The rough upshot of the latest MBS data is that GP revenue is up 16%, or $83 million, on April last year, made up of $328 million in face-to-face (F2F) consults – which is nearly $100 million down on April last year – more than offset by $219 million in telehealth consults.
The top-line figure came as a shock to a lot of people because survey data, and anecdotal data, in the lead up was suggesting that general practice was suffering considerably from less overall patient numbers, specially in F2F, but also combined with telehealth.
When our sister publication, The Medical Republic, published the data a week ago we got push back from quite a few GPs who were frustrated with the message the data seemed to be sending: not only is general practice OK, it’s doing better than last year!
Surveys from both The Medical Republic and Australian Doctor consistently suggested that just over 50% of practices were experiencing falls of more than 20% of revenue across March and April. These surveys are imperfect in that they would tend to self-select for practices feeling the most pain, so the 50% figure might easily be too high. But there are many reasons to suspect that if not 50%, it is still a significant number, maybe more than 20%.
Let’s say 25% of practices are losing 30% of revenue on average. That would convert from April 2019 to about $30 million in revenue we might expect to see as a drop. But we’ve seen a $83 million increase. So $113 million is flowing from some practices across the country and landing either in other practices who have their act together on telehealth, or, in bigger corporates who already were set up for telehealth and rapidly found themselves at a big advantage. Or, worse, maybe the money has flowed to technology-based telehealth groups which were already doing business without MBS items and once they got MBS approved, they got a rocket boost.
There might also be some other complications. It was anticipated influenza vaccination appointments in April might make up for the shortfall in regular visits, and a record 7.1 million flu shots that have been administered so far this year. If we assume each one began with a billed telephone call with a GP, we might end up with a new shock when we see the May MBS figures. April just got topped up with a telehealth and fear of COVID-19, conflated-with-flu, fuel-injected sugar hit. May numbers could reveal a drop.
But the fact remains that no matter how much April surprised, there are definitely winners and losers, and it seems unlikely the loser column is a small one.

#### Using the information
- a) Copy the part of the GP revenue article that runs from "There might also" to "reveal a drop.".
- b) Write the next part of the article on GP revenue in the April MBS data, starting after its last sentence.

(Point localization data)
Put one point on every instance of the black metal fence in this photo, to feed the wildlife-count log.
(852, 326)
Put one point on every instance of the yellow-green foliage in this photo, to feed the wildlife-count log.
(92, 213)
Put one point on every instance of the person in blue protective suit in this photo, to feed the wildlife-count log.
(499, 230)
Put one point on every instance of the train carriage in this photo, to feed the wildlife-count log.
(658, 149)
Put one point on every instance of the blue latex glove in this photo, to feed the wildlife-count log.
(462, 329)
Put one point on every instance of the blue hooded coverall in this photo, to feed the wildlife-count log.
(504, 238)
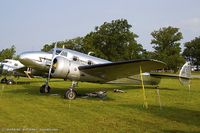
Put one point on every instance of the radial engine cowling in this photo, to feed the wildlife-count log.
(60, 68)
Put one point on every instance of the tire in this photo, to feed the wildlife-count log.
(10, 82)
(42, 89)
(70, 94)
(4, 80)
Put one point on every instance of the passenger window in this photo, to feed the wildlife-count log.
(75, 58)
(64, 53)
(58, 52)
(90, 62)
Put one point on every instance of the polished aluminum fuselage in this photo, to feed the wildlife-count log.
(41, 61)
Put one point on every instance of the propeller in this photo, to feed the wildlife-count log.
(51, 66)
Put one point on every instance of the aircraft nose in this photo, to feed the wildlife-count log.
(23, 58)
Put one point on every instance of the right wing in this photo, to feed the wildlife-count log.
(112, 71)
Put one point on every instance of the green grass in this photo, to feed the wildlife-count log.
(22, 107)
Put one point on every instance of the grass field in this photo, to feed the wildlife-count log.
(24, 109)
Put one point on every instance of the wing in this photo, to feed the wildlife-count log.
(116, 70)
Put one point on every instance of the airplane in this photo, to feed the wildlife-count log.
(11, 67)
(154, 79)
(80, 67)
(7, 68)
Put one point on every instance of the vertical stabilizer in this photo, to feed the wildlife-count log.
(185, 74)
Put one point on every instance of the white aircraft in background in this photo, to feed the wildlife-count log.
(7, 68)
(76, 66)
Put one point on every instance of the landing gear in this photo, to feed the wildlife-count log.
(4, 80)
(45, 89)
(71, 93)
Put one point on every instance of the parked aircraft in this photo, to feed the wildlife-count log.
(155, 78)
(7, 68)
(79, 67)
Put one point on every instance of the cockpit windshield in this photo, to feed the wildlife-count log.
(57, 51)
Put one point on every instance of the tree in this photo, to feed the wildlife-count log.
(192, 51)
(113, 41)
(7, 53)
(167, 46)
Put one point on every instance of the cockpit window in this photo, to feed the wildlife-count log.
(64, 53)
(4, 61)
(90, 62)
(57, 51)
(75, 58)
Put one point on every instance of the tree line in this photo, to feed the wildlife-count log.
(115, 41)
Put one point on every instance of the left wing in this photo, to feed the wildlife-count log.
(112, 71)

#### Outputs in order
- a)
There might also be some other complications. It was anticipated influenza vaccination appointments in April might make up for the shortfall in regular visits, and a record 7.1 million flu shots that have been administered so far this year. If we assume each one began with a billed telephone call with a GP, we might end up with a new shock when we see the May MBS figures. April just got topped up with a telehealth and fear of COVID-19, conflated-with-flu, fuel-injected sugar hit. May numbers could reveal a drop.

- b)
The government knows exactly how this money is flowing. It could, theoretically, classify practices by size, and maybe add a column or two for those telehealth technology groups which are now beavering away at MBS revenue, and perhaps also after-hours providers which have morphed into 24-hour providers, and let us know exactly what is going on.
We’ve asked the government for that data so we’ll see what it says. As far as we can tell, nothing confidential would be revealed by such an analysis. It may even help everyone understand what is going on, and it likely would help the government understand what it is probably doing to small-to-medium practices – which we suspect is killing them off accidentally with the current telehealth regime.
If, as you might suspect, those practices which are well-capitalised, organised and pre-set up with a telehealth infrastructure, are creaming all the revenue growth we’ve seen, in April, while less-organised and less-capitalised smaller practises are losing out on the telehealth bonus, is that fair?
Are we OK if we are accidentally destroying the small-to-medium general practice sector?
I doubt the government would be, especially because a big component of this vital community group of practices are rural.
The federal government probably needs to start analysing the data that only it has, and see if it needs to provide a little more help to those practices that were always going to suffer under this current telehealth regime.
If it doesn’t, we might lose a large proportion of what is a vital part of the spectrum of GP practices. Given the effect is likely to be amplified in rural areas, that might be very hard to recover from.